WHAT THE TASK REQUIRES |
Return each record exactly as it appears, so that nothing is dropped or altered.

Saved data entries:
····················

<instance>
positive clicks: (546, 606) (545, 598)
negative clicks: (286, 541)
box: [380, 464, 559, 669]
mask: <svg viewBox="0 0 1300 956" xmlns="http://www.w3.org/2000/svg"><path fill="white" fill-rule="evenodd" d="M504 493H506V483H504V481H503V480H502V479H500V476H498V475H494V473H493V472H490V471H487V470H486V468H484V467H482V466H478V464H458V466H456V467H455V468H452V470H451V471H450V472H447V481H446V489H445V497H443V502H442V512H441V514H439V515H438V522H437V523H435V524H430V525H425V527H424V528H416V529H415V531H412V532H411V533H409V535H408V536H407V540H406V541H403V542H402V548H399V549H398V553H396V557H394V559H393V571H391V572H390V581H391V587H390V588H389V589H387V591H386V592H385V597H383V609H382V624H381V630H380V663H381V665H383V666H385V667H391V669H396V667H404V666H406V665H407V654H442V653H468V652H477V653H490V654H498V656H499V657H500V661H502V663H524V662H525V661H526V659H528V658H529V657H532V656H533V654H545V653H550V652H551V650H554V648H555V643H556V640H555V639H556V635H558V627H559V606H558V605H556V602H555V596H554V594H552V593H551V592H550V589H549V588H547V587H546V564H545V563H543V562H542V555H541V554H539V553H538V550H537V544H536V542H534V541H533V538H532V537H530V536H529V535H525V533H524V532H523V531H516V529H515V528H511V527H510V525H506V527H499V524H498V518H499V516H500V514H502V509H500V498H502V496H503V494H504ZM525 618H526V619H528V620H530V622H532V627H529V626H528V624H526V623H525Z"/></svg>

····················

TASK OUTPUT |
<instance>
positive clicks: (546, 606) (545, 598)
negative clicks: (286, 541)
box: [380, 464, 559, 669]
mask: <svg viewBox="0 0 1300 956" xmlns="http://www.w3.org/2000/svg"><path fill="white" fill-rule="evenodd" d="M504 493H506V483H504V481H503V480H502V479H500V476H498V475H494V473H493V472H490V471H487V470H486V468H484V467H482V466H478V464H458V466H456V467H455V468H452V470H451V471H450V472H447V481H446V489H445V497H443V502H442V512H441V514H439V515H438V522H437V523H435V524H430V525H425V527H424V528H416V529H415V531H412V532H411V533H409V535H408V536H407V540H406V541H403V542H402V548H399V549H398V553H396V557H394V559H393V571H391V572H390V581H391V587H390V588H389V589H387V591H386V592H385V597H383V609H382V624H381V630H380V663H381V665H383V666H385V667H391V669H396V667H404V666H406V665H407V654H442V653H468V652H477V653H490V654H498V656H499V657H500V661H502V663H524V662H525V661H526V659H528V658H529V657H532V656H533V654H545V653H550V652H551V650H554V648H555V643H556V640H555V639H556V635H558V627H559V606H558V605H556V602H555V596H554V594H552V593H551V592H550V589H549V588H547V587H546V564H545V563H543V562H542V555H541V554H539V553H538V550H537V544H536V542H534V541H533V538H532V537H530V536H529V535H525V533H524V532H523V531H516V529H515V528H511V527H510V525H506V527H499V524H498V518H499V516H500V514H502V509H500V498H502V496H503V494H504ZM525 618H526V619H528V620H530V622H532V627H529V626H528V624H526V623H525Z"/></svg>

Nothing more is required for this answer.